── DOCUMENT SEGMENT
Thursday, May 24, 2012


The weather has warmed dramatically in the last two months.  The days are hot, but the nights are often pleasant.  Between the warmer weather, and sharing with lots of new friends, I've actually gone through quite a few cigars lately.  Enough that I ordered some yesterday.

JRCigar has what they (probably honestly) claim is the largest selection of cigars in the world.  Many of them are very reasonably priced, and even nicer, they automatically deduct 10% off the price of a cigar order if it's being shipped to an APO or FPO.  I like to recognize the good guys, when I can, so I'm going to describe three cigars, ranging from really cheap to not-too-expensive, with links to those cigars at JR.

If you're looking for some good but inexpensive cigars, Maria Mancinis are a good bet.  The Magic Mountain can be had for as little as $2.40 a cigar, for an attractive, quality 6"x54 ring cigar. If you want to gift some, I have used the 8-count sampler for birthdays and special occasions for a few friends.  It's a whopping $.10 more a stick, but the cedar box makes a nice presentation. 

Moving up to an incredible cigar (my favorite, actually, though I don't smoke them often), the Romeo y Julietta Churchill is still only $3.50 a stick in the 4-pack.  This is a large, well-constructed cigar, and it's good for a nice long chat on the patio with friends on a weekend or holiday.  It's possible to pay more for a cigar, but I really don't think cigars get much better.
────
── GIVEN DATA
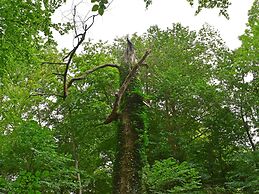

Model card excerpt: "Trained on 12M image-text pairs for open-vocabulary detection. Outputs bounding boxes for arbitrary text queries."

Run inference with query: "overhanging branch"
[67,64,119,89]
[104,50,151,124]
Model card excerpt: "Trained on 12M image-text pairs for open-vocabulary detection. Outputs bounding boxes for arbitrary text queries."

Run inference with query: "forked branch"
[67,64,119,89]
[104,50,151,124]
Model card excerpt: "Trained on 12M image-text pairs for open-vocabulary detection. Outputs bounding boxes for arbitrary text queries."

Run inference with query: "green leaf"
[98,7,104,15]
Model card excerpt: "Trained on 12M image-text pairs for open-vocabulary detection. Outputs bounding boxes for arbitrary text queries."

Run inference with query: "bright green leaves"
[144,158,201,194]
[187,0,231,19]
[91,0,108,15]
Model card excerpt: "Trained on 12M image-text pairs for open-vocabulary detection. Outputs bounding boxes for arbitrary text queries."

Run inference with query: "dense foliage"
[0,0,259,193]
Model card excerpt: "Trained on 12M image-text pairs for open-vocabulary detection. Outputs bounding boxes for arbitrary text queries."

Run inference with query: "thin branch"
[52,73,64,77]
[104,50,151,124]
[63,15,97,99]
[29,93,63,98]
[41,61,67,65]
[67,64,119,89]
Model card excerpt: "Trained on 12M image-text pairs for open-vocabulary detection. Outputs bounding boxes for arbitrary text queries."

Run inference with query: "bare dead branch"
[29,93,63,98]
[63,15,97,99]
[104,50,151,124]
[67,64,119,89]
[41,61,66,65]
[52,73,64,77]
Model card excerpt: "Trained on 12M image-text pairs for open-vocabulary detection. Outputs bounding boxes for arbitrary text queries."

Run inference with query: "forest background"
[0,0,259,193]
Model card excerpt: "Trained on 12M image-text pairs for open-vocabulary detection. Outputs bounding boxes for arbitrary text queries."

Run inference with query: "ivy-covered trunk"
[113,39,145,194]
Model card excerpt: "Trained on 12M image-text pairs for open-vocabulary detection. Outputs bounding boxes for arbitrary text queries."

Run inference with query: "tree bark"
[113,38,145,194]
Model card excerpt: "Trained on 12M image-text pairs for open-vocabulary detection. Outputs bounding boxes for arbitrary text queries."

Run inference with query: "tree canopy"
[0,0,259,194]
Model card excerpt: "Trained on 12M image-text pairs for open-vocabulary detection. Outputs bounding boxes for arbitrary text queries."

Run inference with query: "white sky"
[53,0,253,49]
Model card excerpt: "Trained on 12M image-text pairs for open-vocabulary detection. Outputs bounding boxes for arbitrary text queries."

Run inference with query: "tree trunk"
[113,39,145,194]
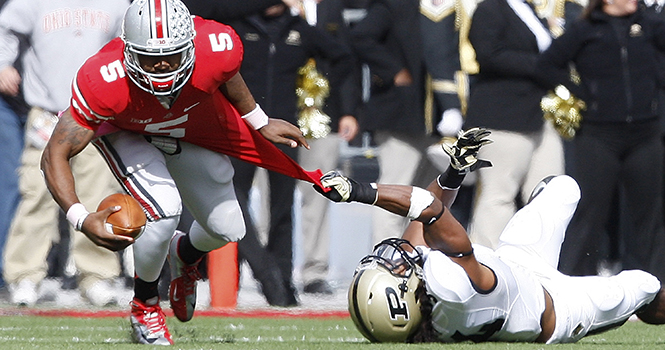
────
STATED PROBLEM =
Can you carry on the cigar blog post, starting right after its final sentence?

EXERCISE RESPONSE =
On the other end of the spectrum, if you just want a cheap but pretty decent cigar for everyday smoking (or for friends who won't be able to tell the difference between good and excellent), a bundle of nicely sized Consuegras from the Dominical Republic can be had for about $1.30 a stick.  When you consider that this cigar is probably good for a minimum of 45 minutes, that's quite a bargain.

Sunday, May 20, 2012

Giving Thanks

Temperature control is sometimes difficult in Afghanistan.  An air conditioning setting that may just barely keep a tent below swelteringly hot during the day may drop the tent to chillingly cool at night.  While I was staying in the huge transient tents here on Camp Marmal, I saw a few soldiers who obviously had not prepared for cold nights, and loaned them blankets.

I don't profess to be a stellar guy or anything, but I hate to see people uncomfortable, if I can reasonably help them.  If someone loaned me a blanket or sheet, I would fold it and return it with thanks, when done.  I had one soldier that not only didn't thank me, he didn't even bother to return the blanket!  He just left it crumpled on the bed when he left.  I am sorry to be associated even professionally with such people.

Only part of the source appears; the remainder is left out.